▶ INSTRUCTIONS TO FOLLOW
Put every line of the records below into a Markdown table with the columns Row and Line, numbering the rows in order and skipping any blank lines.

Point annotation dataset records
'''
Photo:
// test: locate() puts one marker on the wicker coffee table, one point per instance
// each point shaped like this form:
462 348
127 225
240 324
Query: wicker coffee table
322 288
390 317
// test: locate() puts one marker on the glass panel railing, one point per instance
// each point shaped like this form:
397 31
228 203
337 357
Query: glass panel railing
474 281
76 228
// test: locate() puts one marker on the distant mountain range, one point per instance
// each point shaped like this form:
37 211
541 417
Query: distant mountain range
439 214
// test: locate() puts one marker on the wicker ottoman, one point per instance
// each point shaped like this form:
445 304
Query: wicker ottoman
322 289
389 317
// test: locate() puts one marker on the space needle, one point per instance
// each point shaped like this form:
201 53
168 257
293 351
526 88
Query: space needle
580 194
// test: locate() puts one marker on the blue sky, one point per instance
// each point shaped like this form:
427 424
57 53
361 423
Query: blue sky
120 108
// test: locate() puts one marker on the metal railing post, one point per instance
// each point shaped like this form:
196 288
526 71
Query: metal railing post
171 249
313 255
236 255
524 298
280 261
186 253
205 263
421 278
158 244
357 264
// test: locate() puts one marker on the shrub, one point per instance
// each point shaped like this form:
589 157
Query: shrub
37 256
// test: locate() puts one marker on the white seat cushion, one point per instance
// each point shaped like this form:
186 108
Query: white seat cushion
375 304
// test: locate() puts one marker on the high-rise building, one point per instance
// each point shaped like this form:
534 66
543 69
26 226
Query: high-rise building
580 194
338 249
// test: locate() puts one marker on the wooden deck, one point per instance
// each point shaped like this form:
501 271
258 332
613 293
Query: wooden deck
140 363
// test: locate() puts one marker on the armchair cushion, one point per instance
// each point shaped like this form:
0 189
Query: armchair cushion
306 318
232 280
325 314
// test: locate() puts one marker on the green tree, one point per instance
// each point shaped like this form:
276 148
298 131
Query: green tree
'''
▶ EXPECTED OUTPUT
| Row | Line |
|---|---|
| 1 | Photo: |
| 2 | // test: locate() puts one marker on the wicker coffee table, one point per instance |
| 3 | // each point shaped like this form: |
| 4 | 462 348 |
| 5 | 127 225 |
| 6 | 240 324 |
| 7 | Query: wicker coffee table |
| 8 | 322 288 |
| 9 | 390 317 |
| 10 | // test: locate() puts one marker on the glass panel railing, one point per instance |
| 11 | // each point shaped like this form: |
| 12 | 397 31 |
| 13 | 228 203 |
| 14 | 337 357 |
| 15 | Query: glass panel railing |
| 16 | 474 281 |
| 17 | 76 228 |
| 18 | // test: locate() puts one marker on the distant mountain range, one point per instance |
| 19 | // each point shaped like this form: |
| 20 | 37 211 |
| 21 | 541 417 |
| 22 | Query: distant mountain range |
| 23 | 439 214 |
| 24 | // test: locate() puts one marker on the wicker ottoman, one point per instance |
| 25 | // each point shaped like this form: |
| 26 | 445 304 |
| 27 | Query: wicker ottoman |
| 28 | 322 289 |
| 29 | 389 317 |
| 30 | // test: locate() puts one marker on the space needle, one point per instance |
| 31 | // each point shaped like this form: |
| 32 | 201 53 |
| 33 | 168 257 |
| 34 | 293 351 |
| 35 | 526 88 |
| 36 | Query: space needle |
| 37 | 580 194 |
| 38 | // test: locate() puts one marker on the blue sky, one point per instance |
| 39 | // each point shaped like this form: |
| 40 | 427 424 |
| 41 | 57 53 |
| 42 | 361 423 |
| 43 | Query: blue sky |
| 44 | 120 108 |
| 45 | // test: locate() puts one marker on the metal railing post, one point per instance |
| 46 | // each point shaped like this form: |
| 47 | 196 288 |
| 48 | 526 71 |
| 49 | Query: metal railing post |
| 50 | 171 249 |
| 51 | 313 255 |
| 52 | 236 255 |
| 53 | 524 298 |
| 54 | 280 261 |
| 55 | 186 253 |
| 56 | 205 263 |
| 57 | 421 278 |
| 58 | 158 244 |
| 59 | 357 264 |
| 60 | // test: locate() puts one marker on the shrub, one point per instance |
| 61 | // each point shaped like this form: |
| 62 | 589 157 |
| 63 | Query: shrub |
| 64 | 37 256 |
| 65 | // test: locate() puts one marker on the white seat cushion, one point per instance |
| 66 | // each point shaped like this form: |
| 67 | 186 108 |
| 68 | Query: white seat cushion |
| 69 | 375 304 |
| 70 | // test: locate() puts one marker on the high-rise building, one point per instance |
| 71 | // each point shaped like this form: |
| 72 | 534 66 |
| 73 | 543 69 |
| 74 | 26 226 |
| 75 | Query: high-rise building |
| 76 | 580 194 |
| 77 | 338 249 |
| 78 | // test: locate() puts one marker on the wooden deck, one point per instance |
| 79 | // each point shaped like this form: |
| 80 | 501 271 |
| 81 | 258 332 |
| 82 | 613 293 |
| 83 | Query: wooden deck |
| 84 | 140 363 |
| 85 | // test: locate() puts one marker on the armchair cushion, one point per instance |
| 86 | // each point shaped like this form: |
| 87 | 0 189 |
| 88 | Query: armchair cushion |
| 89 | 306 318 |
| 90 | 232 280 |
| 91 | 325 314 |
| 92 | // test: locate() puts one marker on the green tree, one point per instance |
| 93 | // each point shaped like this form: |
| 94 | 276 148 |
| 95 | 298 131 |
| 96 | Query: green tree |